• Teks Sumber
═══

Ketika institusi formal tak memberikan ruang yang seluas-luasnya kepada warga negara, seperti yang terjadi di zaman kolonial Belanda, mereka yang punya kegairahan belajar, berburu pengetahuan, tak menyerah dengan kondisi diskriminatif itu.
Otodidak, belajar mandiri dengan mengandalkan akses pengetahuan di luar institusi formal, menjadi jalan satu-satunya bagi mereka yang kegairahan belajarnya meluap-luap.
Kaum otodidak pada umumnya, di masa ketika kuantitas informasi belum sedahsyat era internet sekarang ini, punya akses informasi antara lain dari perpustakaan umum, perpustakaan keluarga, dan informasi yang dipancarkan oleh radio.
Variabel kegairahan belajar inilah yang tampaknya perlu dihidupkan saat ini di kalangan generasi muda untuk menapaki perjalanan hidup mereka.
Dengan variabel itu, di era banjir pengetahuan lewat internet saat ini, peluang untuk mencapai prestasi yang bisa dipakai sebagai bekal hidup agaknya cukup besar.
Namun, yang menjadi masalah, bahkan masalah yang serius, banjir informasi di era internet sekarang ini tidak berjalan tanpa aksesorinya yang destruktif, yakni membludaknya beragam godaan dalam bentuk permainan dan hiburan digital, yang menjadi distraksi bagi siapa pun yang mencoba untuk fokus menekuni pengetahuan yang terstruktur dan sistematis.

═══

• Data Mentah
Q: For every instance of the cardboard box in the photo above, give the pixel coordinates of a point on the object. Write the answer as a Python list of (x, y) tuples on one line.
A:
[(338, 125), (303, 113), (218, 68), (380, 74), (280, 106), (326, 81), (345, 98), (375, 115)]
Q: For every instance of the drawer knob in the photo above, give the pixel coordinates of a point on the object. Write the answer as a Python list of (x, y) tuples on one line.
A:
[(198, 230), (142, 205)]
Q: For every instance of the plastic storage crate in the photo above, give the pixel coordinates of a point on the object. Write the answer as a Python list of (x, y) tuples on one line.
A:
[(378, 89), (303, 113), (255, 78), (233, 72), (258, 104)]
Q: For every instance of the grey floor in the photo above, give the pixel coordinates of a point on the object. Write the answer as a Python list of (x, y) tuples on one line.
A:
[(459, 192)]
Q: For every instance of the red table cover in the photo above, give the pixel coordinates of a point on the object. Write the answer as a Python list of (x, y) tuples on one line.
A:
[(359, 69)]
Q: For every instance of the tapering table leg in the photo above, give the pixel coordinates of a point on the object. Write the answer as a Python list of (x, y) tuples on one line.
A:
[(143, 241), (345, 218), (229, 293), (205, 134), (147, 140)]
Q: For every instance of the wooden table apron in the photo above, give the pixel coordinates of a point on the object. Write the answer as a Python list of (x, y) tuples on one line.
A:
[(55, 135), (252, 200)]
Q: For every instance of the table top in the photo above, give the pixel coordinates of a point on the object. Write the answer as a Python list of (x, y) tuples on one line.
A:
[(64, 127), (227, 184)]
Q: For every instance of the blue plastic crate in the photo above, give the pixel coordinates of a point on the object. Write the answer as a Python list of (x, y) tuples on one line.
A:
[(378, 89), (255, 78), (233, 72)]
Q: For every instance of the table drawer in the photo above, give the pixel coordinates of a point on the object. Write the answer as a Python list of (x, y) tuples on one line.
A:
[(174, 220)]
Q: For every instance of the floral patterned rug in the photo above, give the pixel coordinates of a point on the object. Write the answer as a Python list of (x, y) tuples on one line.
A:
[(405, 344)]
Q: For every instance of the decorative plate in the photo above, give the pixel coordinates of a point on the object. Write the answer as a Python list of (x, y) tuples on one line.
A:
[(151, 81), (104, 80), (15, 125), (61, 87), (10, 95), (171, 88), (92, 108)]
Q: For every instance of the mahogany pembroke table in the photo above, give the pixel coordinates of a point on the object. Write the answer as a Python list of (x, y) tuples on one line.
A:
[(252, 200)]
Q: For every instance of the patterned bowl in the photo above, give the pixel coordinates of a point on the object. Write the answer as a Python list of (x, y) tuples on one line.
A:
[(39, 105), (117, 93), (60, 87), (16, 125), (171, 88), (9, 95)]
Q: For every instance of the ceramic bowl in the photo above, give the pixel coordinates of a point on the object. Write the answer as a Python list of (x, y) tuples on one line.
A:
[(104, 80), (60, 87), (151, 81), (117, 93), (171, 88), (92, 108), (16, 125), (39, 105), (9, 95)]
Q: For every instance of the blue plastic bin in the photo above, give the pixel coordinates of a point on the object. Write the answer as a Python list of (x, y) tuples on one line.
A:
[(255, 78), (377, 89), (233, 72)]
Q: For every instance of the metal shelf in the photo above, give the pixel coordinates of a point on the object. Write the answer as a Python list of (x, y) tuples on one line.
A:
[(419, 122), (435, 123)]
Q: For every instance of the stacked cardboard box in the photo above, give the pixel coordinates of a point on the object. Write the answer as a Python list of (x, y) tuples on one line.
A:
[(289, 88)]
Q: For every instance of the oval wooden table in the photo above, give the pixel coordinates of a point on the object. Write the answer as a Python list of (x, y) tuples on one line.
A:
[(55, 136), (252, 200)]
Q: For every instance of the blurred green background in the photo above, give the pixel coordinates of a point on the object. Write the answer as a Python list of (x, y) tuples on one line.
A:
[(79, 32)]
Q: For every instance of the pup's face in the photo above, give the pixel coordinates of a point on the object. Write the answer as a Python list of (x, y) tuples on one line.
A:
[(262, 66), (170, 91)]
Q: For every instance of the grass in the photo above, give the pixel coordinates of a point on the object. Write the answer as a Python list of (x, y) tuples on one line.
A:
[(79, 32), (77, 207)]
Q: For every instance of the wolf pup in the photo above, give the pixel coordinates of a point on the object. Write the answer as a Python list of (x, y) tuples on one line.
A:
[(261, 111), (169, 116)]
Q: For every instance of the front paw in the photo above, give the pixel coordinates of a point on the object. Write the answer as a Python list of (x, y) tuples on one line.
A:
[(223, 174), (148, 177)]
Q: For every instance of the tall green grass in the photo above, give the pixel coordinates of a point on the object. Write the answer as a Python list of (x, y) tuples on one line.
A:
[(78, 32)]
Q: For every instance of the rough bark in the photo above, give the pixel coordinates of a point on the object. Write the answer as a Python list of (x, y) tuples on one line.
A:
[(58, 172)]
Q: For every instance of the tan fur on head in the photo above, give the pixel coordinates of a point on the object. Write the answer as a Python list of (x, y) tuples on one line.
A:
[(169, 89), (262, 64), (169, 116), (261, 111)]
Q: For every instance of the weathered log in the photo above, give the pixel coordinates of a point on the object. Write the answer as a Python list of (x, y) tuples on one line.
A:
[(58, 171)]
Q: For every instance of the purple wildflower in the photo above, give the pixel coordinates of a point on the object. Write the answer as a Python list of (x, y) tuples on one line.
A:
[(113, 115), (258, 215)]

═══

• Tugas yang Dikerjakan
• 1. Periksa apakah tiap pernyataan berikut sesuai dengan teks tentang kaum otodidak, lalu jawab ya atau tidak disertai kutipan kata-kata penentunya dari teks. (a) Perpustakaan keluarga termasuk sumber informasi kaum otodidak sebelum era internet. (b) Teks menilai peluang berprestasi di era banjir pengetahuan lewat internet kecil. (c) Permainan dan hiburan digital disebut sebagai distraksi bagi orang yang mencoba fokus menekuni pengetahuan.
• 2. Tuliskan kembali dengan tepat bagian teks tentang kaum otodidak antara "Kaum otodidak pada" dan "perjalanan hidup mereka.", termasuk kedua penggalan itu.

• Daftar Jawaban
• 1.
(a) Ya: "punya akses informasi antara lain dari perpustakaan umum, perpustakaan keluarga, dan informasi yang dipancarkan oleh radio"
(b) Tidak: "peluang untuk mencapai prestasi yang bisa dipakai sebagai bekal hidup agaknya cukup besar"
(c) Ya: "membludaknya beragam godaan dalam bentuk permainan dan hiburan digital, yang menjadi distraksi bagi siapa pun yang mencoba untuk fokus menekuni pengetahuan yang terstruktur dan sistematis"

• 2.
Kaum otodidak pada umumnya, di masa ketika kuantitas informasi belum sedahsyat era internet sekarang ini, punya akses informasi antara lain dari perpustakaan umum, perpustakaan keluarga, dan informasi yang dipancarkan oleh radio.
Variabel kegairahan belajar inilah yang tampaknya perlu dihidupkan saat ini di kalangan generasi muda untuk menapaki perjalanan hidup mereka.